• **提示文**:
==============================
まず大前提として、官公庁は「会社」ではありません

会社(企業)が利益を追求することを目的としているのに対し、官公庁は国や地方公共団体(都道府県、市町村など)の行政機関として、利益ではなく「公共の利益」のために活動する組織です。

つまり、国民や住民が安全で豊かな生活を送るためのルール作りや、教育、福祉、インフラ整備といった社会全体の基盤となるサービスを提供することが仕事です。

国全体の運営を担う「国の機関(省庁など)」と、地域に密着したサービスを提供する「地方公共団体(役所など)」の総称、それが官公庁だと理解しておきましょう。

【官公庁はなんの会社】官公庁の仕事内容

官公庁の仕事内容は、私たちが想像する以上に幅広く、多岐にわたります。

その根底にあるのは、先ほどお話しした「公共の利益のために働く」という共通のミッションです。

民間企業のように特定の製品やサービスを売って利益を上げるのではなく、国や地域の仕組みそのものを作ったり、守ったり、改善したりするのが主な役割と言えるでしょう。

例えば、新しい法律の案を考えたり、道路や学校を作ったり、社会保障制度を運営したり、海外との交渉を行ったりと、そのフィールドは非常に広大です。

大きく分けると、国全体に関わる仕事をする「国家公務員」と、地域住民の生活に直結する仕事をする「地方公務員」に分類されますが、どちらも社会の土台を支えるという重責を担っています。

ここでは、具体的にどのような仕事があるのか、いくつかの側面に分けて詳しく見ていきましょう。

国民生活の基盤を支える「国家公務員」

国家公務員は、国の行政機関、つまり「省庁」などで働く職員を指します。

財務省、外務省、経済産業省、文部科学省など、テレビのニュースでもよく耳にする組織ですね。

彼らの仕事は、まさに国全体の運営に関わるスケールの大きなものです。

例えば、国の予算を編成したり、外交政策を立案・実行したり、エネルギー政策を考えたり、教育制度を設計したりします。

国の未来を左右するような重要な政策決定に携わることが多く、強い責任感と高い専門性が求められます。

また、国の出先機関(例えば、税務署やハローワーク、法務局など)で、国民と直接接しながら法律の執行やサービスの提供を行う業務もあります。

国家公務員は、採用区分によって「キャリア」と「ノンキャリア」と呼ばれる区分があることも特徴ですが、いずれにせよ日本という国を動かすダイナミックな仕事に関われるのが大きな魅力と言えるでしょう。

地域住民の暮らしに密着する「地方公務員」

地方公務員は、都道府県庁や市役所、区役所、町役場など、それぞれの地方公共団体で働く職員です。
==============================
• **課題**:
官公庁についての文章のうち、「国全体の運営を担う「国の機関」を含む語句で始まり「という共通のミッションです。」で終わる部分を、「ミッション」を「使命」に置き換えて書き直しなさい。

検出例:
==============================
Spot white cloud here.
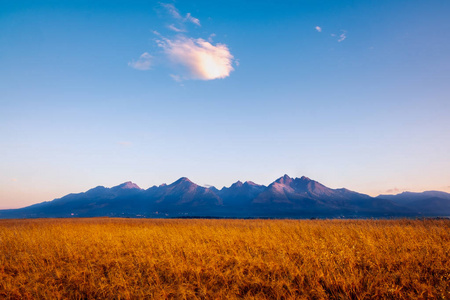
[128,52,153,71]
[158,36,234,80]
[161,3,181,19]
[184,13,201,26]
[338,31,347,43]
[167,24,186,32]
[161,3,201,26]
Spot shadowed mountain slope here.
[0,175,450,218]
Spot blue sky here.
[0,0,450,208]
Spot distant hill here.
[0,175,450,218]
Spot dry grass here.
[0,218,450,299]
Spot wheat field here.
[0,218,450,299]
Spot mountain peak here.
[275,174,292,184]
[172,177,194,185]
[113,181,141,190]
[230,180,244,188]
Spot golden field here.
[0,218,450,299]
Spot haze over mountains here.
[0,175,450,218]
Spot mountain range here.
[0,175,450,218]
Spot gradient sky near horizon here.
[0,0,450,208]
==============================
• **解答**:
国全体の運営を担う「国の機関(省庁など)」と、地域に密着したサービスを提供する「地方公共団体(役所など)」の総称、それが官公庁だと理解しておきましょう。

【官公庁はなんの会社】官公庁の仕事内容

官公庁の仕事内容は、私たちが想像する以上に幅広く、多岐にわたります。

その根底にあるのは、先ほどお話しした「公共の利益のために働く」という共通の使命です。